TO DO
Present the lines below as a numbered list, skipping any blank lines and omitting the pictures.

RECORDS PROVIDED
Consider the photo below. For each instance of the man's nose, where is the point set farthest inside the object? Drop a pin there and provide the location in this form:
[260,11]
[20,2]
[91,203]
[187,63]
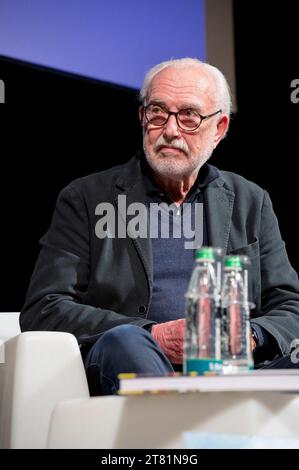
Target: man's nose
[171,128]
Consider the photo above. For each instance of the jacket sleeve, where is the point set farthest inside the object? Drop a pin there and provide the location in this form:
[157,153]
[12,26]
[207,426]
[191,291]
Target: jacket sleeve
[279,313]
[57,291]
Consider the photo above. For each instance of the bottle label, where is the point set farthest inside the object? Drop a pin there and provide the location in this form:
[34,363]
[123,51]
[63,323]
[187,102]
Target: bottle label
[203,366]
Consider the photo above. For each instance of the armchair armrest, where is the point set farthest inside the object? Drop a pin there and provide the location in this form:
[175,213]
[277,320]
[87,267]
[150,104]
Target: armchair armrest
[39,370]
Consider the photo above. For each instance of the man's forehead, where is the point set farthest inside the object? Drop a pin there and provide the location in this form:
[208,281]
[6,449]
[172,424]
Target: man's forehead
[190,85]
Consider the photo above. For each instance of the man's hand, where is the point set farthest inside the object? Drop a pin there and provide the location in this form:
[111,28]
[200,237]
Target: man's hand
[170,337]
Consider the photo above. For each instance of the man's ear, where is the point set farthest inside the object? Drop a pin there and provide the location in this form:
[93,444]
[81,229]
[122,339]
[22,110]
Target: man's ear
[141,115]
[222,127]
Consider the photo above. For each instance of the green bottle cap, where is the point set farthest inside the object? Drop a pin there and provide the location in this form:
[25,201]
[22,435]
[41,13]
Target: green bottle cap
[206,253]
[233,262]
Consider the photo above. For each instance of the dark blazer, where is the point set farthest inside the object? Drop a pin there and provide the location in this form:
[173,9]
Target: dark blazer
[86,285]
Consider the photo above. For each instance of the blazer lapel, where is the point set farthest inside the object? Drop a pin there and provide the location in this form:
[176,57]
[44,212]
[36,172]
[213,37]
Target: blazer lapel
[131,185]
[218,207]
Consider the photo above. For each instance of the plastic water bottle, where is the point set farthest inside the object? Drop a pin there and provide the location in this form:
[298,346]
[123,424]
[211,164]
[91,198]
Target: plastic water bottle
[202,351]
[235,323]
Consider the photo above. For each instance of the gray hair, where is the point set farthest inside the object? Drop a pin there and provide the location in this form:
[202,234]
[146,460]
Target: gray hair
[224,100]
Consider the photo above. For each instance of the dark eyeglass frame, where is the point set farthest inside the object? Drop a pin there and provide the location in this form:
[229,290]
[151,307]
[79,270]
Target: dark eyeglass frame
[172,113]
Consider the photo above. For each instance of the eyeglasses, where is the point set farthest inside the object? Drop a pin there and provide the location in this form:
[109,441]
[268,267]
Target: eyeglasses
[187,119]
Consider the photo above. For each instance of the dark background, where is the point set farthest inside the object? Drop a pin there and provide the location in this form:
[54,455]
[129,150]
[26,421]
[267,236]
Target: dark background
[58,127]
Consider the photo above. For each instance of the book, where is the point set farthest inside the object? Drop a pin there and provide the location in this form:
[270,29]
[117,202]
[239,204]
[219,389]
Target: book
[257,380]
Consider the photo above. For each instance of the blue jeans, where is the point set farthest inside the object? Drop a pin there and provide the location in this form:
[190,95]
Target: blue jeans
[125,348]
[132,349]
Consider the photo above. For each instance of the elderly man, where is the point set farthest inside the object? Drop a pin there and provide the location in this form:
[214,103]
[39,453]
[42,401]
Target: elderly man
[123,296]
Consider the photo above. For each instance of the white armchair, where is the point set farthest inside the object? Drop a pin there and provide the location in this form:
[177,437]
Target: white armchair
[38,370]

WRITTEN SOLUTION
1. Consider the photo below. For each instance of the man's nose, where is the point set farthest inside the object? Drop a pin there and provide the location in this form:
2. [260,11]
3. [20,2]
4. [91,203]
5. [187,63]
6. Target: man's nose
7. [171,128]
8. Consider the photo above. For each instance of the jacket sleeve, where is the point set farthest inside the object? Drop a pin there and provide the location in this form:
9. [157,153]
10. [12,26]
11. [207,426]
12. [191,291]
13. Target: jacket sleeve
14. [279,313]
15. [57,291]
16. Consider the photo above. For each instance of the bottle label, where is the point set farthest inside the object? Drop a pin there and provide the location in this form:
17. [34,363]
18. [123,51]
19. [63,323]
20. [187,102]
21. Target: bottle label
22. [203,366]
23. Consider the photo above. For each instance of the armchair armrest, where is the point set farthest inside the object? Drop a pin there and provide the location in this form:
24. [175,213]
25. [277,320]
26. [87,267]
27. [150,104]
28. Target: armchair armrest
29. [39,370]
30. Consider the photo above. For each instance of the man's forehead, where is the point set farthest inside the object? Drop a pin there and provide the location in this form:
31. [208,281]
32. [6,449]
33. [172,424]
34. Target: man's forehead
35. [190,85]
36. Consider the photo above. For each instance of the man's hand, where is the point set farthest inside the object? Drop a pin there and provide the location in this form:
37. [111,28]
38. [200,237]
39. Target: man's hand
40. [170,337]
41. Consider the photo above. For each instance of the man's ear, where is the point set farthest inside the object? Drop a pin there and provide the location in this form:
42. [93,444]
43. [81,229]
44. [122,339]
45. [22,110]
46. Target: man's ear
47. [141,115]
48. [222,127]
49. Consider the photo above. For each instance of the green bottle cap, where is the point set farthest inside the object? Drop a pin there and provide the location in this form:
50. [25,201]
51. [22,435]
52. [41,13]
53. Target: green bottle cap
54. [206,253]
55. [233,262]
56. Consider the photo above. For each instance of the dark blazer, where is the point set farthest inside the object? Drop a pin there and provide the location in this form:
57. [173,9]
58. Target: dark blazer
59. [86,285]
60. Consider the photo above. For each instance of the blazer lapel, where is the point set farthest inside the object? Drop a pin there and provide the location in this form:
61. [176,57]
62. [44,212]
63. [36,172]
64. [213,37]
65. Target: blazer lapel
66. [131,185]
67. [218,207]
68. Consider the photo above. For each instance of the plastic water bottle, where is the point set farthest inside the object? Drop a pin there and provide the location in this form:
69. [298,346]
70. [123,424]
71. [211,164]
72. [91,198]
73. Target: plastic water bottle
74. [202,351]
75. [235,323]
76. Consider the photo above. For each instance of the gray hair, where is the point set farthest inside the object? Drop a pin there and provide the location in this form:
77. [202,234]
78. [146,460]
79. Target: gray hair
80. [224,100]
81. Consider the photo above. For each instance of the dark eyeglass frame, where is the point set farthest inside the object? Drop a pin there and provide the location in this form:
82. [229,290]
83. [151,307]
84. [79,270]
85. Target: dark eyeglass frame
86. [172,113]
87. Consider the photo above. For each instance of the eyeglasses, where is the point set farthest inside the object? Drop a pin there and provide the location in this form:
88. [109,441]
89. [268,267]
90. Target: eyeglasses
91. [187,119]
92. Consider the photo above. For each instance of the dark background, where is the point set farthest inside the object? Drop a pin there and provide the location in this form:
93. [54,455]
94. [129,150]
95. [26,421]
96. [267,236]
97. Target: dark background
98. [58,127]
99. Consider the photo above. For each instance of the book, where is the point set farthest inside the object? Drop a pin there and provide the location in this form:
100. [270,29]
101. [117,202]
102. [239,204]
103. [219,389]
104. Target: book
105. [257,380]
106. Consider the photo above. For each instance of the blue jeans, where is the point set farthest inside the object? Drop a pin there and provide the location in this form:
107. [190,95]
108. Target: blue jeans
109. [125,348]
110. [132,349]
111. Consider the photo above. For each instance of the elderly man, where is the point set farthest inside the object? Drop a pin there and provide the location in this form:
112. [214,103]
113. [39,453]
114. [42,401]
115. Target: elderly man
116. [123,296]
117. Consider the photo above. For each instance of the white armchair, where is the point set farthest inside the object? Drop a pin there and provide the location in this form:
118. [177,437]
119. Target: white armchair
120. [38,370]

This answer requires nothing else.